The relationship in SSc between fibrotic impairment and microvascular damage could partly justify the results of our study. Microvascular damage is one of the most important etiological and clinical characteristics of the disease22, and the best tool for the study of structural microvasculopathy is NVC. Further, several cytokines and growth factors, such as vascular endothelial growth factor (VEGF) and endothelin 1, play important roles in both processes23. One study has demonstrated VEGF deficiency in patients with ILD and SSc24, but no association has been found between VEGF levels and FVC or DLCO values. VEGF is critical for the process of neoangiogenesis at the microcirculatory level25,26,27 and its deficiency is one of the causes of the lack of capillary regeneration and the presence of capillary density loss. The relationship between changes in the PFT and NVC may be important for monitoring patients with SSc. Several studies show low levels of DLCO as a predictor of PH and ILD13,27,28,29. A study by Smith, et al30 demonstrated the association of baseline capillaroscopic variables and future organ impairment in patients with SSc and found that patients with late pattern were the ones most likely to have severe pulmonary involvement. These data may be consistent with our results, because the late pattern predominates over capillary density loss8.

Dataset extract:
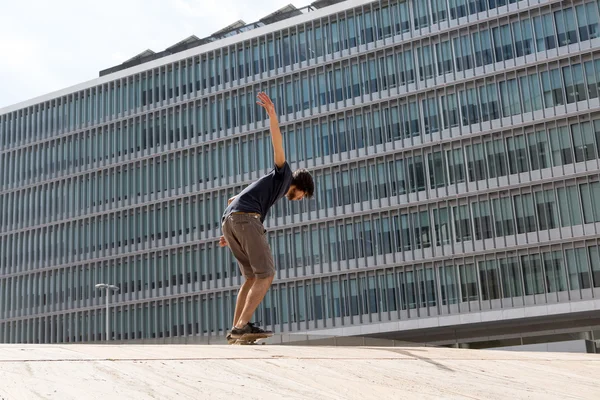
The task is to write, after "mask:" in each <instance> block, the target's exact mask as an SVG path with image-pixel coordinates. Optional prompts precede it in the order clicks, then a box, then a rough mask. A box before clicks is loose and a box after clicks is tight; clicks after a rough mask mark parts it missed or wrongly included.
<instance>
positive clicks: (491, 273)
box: [479, 260, 501, 300]
mask: <svg viewBox="0 0 600 400" xmlns="http://www.w3.org/2000/svg"><path fill="white" fill-rule="evenodd" d="M479 281H480V282H481V299H482V300H493V299H499V298H500V295H501V294H500V271H499V270H498V262H497V261H496V260H490V261H481V262H479Z"/></svg>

Tasks and exercises:
1. List every acronym that appears in the passage on microvascular damage and lung function, in order of first appearance.
2. Continue the passage on microvascular damage and lung function from its final sentence.

Answers for the tasks:
1. SSc, NVC, VEGF, ILD, FVC, DLCO, PFT, PH

2.
Our study has several limitations. As a retrospective study, it is based on data collected from capillaroscopic reports that include the qualitative presence or absence of the microvascular alterations described, but do not report the numerical values (for example, the number of capillaries per mm). Indeed, our study cohort showed a low proportion of patients with dcSSc. This subset of patients is more prone to develop ILD and it would have been interesting to have more NVC from the dcSSc subgroup of patients. Unfortunately the NVC quality for some patients with dcSSc was poor and we could not use those NVC. Another limitation was the lack of collection of biomarkers or growth factors that could be associated with the capillaroscopic findings and PFT. Finally, the subgroup analyzed as patients with suspected PH was based on sPAP > 40 mmHg by echocardiography and not based on right heart catheterization.
Ours is the first study, to our knowledge, to show a possible association between a specific alteration of NVC in patients with SSc, and pulmonary function variables in patients with loss of capillary density presenting worse lung function values. Given the usefulness of capillaroscopy as a marker of the disease, more work is needed to study the possible association between NVC and PFT in monitoring the disease.
- Accepted for publication October 1, 2014.